+++ Исходный фрагмент

Прыгали. Бегали. Махали ногами. Сталкивались головами. Барабанщик Пит Бест плохо держал ритм, и поэтому Леннон и Маккартни все время задавали ритм себе и рок-н-роллу, стуча ногами по полу. В конце концов они проломили пол (правда, это было уже в другом клубе, в Kaiserkeller). Да, давай шоу, потому что трём забулдыгам и трем проституткам скучно смотреть на пятерых стоящих столбом музыкантов, и поэтому Леннон прикладывал расческу к верхней губе, что должно было изображать гитлеровские усики, и приветствовал немцев как старых нацистов. Все ржали. А Стюарт Сатклифф нежнейшим голосом пел им Love Me Tender.
Это было погружение на дно — на сияющее огнями, продуваемое ветром с моря, туманное, ночное, пьяное дно Гамбурга. Харрисон потом говорил, что «там были бандиты, трансвеститы и проститутки». Владелец клуба Бруно Кошмидер был хромой тип, утверждавший, что был ранен на войне, но на самом деле он был гимнастом в цирке и сорвался с трапеции. Вышибала Хорст Фишер был бывшим боксером, вполне добродушным. Но мог и врезать. Усилитель у The Beatles был ворованный, они спёрли его в Художественной школе в Ливерпуле. В Германии они выступали нелегально, у них не было разрешения на работу. Они играли без выходных, семь дней в неделю, шесть часов в день, первый сет начинался в 8.30 утра, последний в час ночи. В такой игре они к концу дня доходили до одурения. Жили они в кинотеатре по соседству, в комнате рядом с женским туалетом. В комнате не было ничего, ни кроватей, ни стульев, зато было дико холодно и отлично слышно, как писают немки.
Поэтому, утром выходя на сцену в Indra, ещё смурные, невыспавшиеся (спать не давал звук первого утреннего сеанса), в чёрных куртках, а Сатклифф ещё и в чёрных очках, они прежде всего выдавали Johnny B. Goode Чака Берри — лучший способ проснуться, взбодриться, поднять уровень адреналина в крови и ощутить жизнь как приключение. Пятеро молодых недоучек, кожаные куртки, гитары, ночь как время жизни, день как время счастья, и все это в чужом волнующем городе — что может быть лучше? Лучше может быть рок-н-ролл, и они его делали — громкий, грязный, шершавый, разлетавшийся небрежными клочьями гармоний, стучавший пивными бутылками о столы, гремевший подошвами о доски, заходившийся в экстазе звук.

++++++
+++ Извлечённые данные

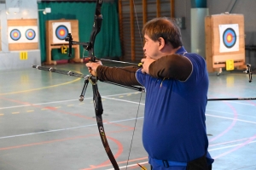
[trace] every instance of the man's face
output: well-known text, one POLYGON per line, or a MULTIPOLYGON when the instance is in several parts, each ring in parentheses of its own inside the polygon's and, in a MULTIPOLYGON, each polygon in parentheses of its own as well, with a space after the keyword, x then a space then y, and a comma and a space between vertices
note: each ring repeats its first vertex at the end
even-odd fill
POLYGON ((159 47, 160 47, 160 42, 159 41, 153 41, 151 38, 148 37, 147 34, 144 35, 145 38, 145 44, 143 47, 143 51, 144 54, 147 58, 151 58, 151 59, 158 59, 160 51, 159 51, 159 47))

++++++

* _Формулировка задания_:
Продолжите фрагмент о гамбургских выступлениях The Beatles, начав сразу после его последнего предложения.

* _Результат_:
В обязательный набор вещей, который они играли в Indra, помимо Twist and Shout и Rock and Roll Music, входила неопознанная вещь, которую Штефи Хемпель искала долгие годы. О ней говорили ей старые завсегдатаи Репербана, помнившие концерты The Beatles в Indra. Вещь называлась Schick nach Hannover. Ни в одной энциклопедии The Beatles нет такой вещи. Но они говорили, что помнят, как публика кричала The Beatles, чтобы те сыграли Schick nach Hannover — Отправь в Ганновер. Потом оказалось, что речь идёт о Shackin ` All Over, просто немцы так слышали.
Во время стрима в Indra появилась женщина с белыми волосами, в белой роскошной шляпе — Рози Шеридан, первая жена Тони Шеридана, который был знаменитым английским рок-певцом в Гамбурге, когда Джон Леннон ещё прыгал на сцене в одних трусах и с крышкой от унитаза на шее. Сейчас Рози выглядит как почтенная, состоятельная немка, но в то время, когда она была подружкой Шеридана, она спала с ним в комнате в клубе Top Ten, куда со временем подселились The Beatles. Они делали карьеру, да, они делали карьеру на гамбургском дне — в новой комнате у них были кровати и даже горячая вода. И Бруно Кошмидер тогда обещал отомстить им за измену своему клубу — переломать Леннону и Маккартни пальцы. Но всего лишь настучал в полицию, что в оргиях участвует несовершеннолетний Джордж Харрисон.
Все это теперь, рассказанное и воспетое в многочисленных книгах и мемуарах, кажется романтической олеографией — началом саги, восхождением героев. Жизнь открывалась перед ними — огромная, исполненная света и простора, как Северное море, на которое они иногда выбирались отдохнуть от безумных ночей, оглушительных пьяных криков, полицейских облав и общения с проститутками, которые стирали им одежду; но что там впереди — неизвестно. Как тихи и спокойны их лица на фотографиях Астрид Кирхгерр, светловолосой девушки, которая вместе с Клаусом Форманом однажды пришла послушать англичан и потом много раз фотографировала их. Стюарт Сатклифф влюбился в неё.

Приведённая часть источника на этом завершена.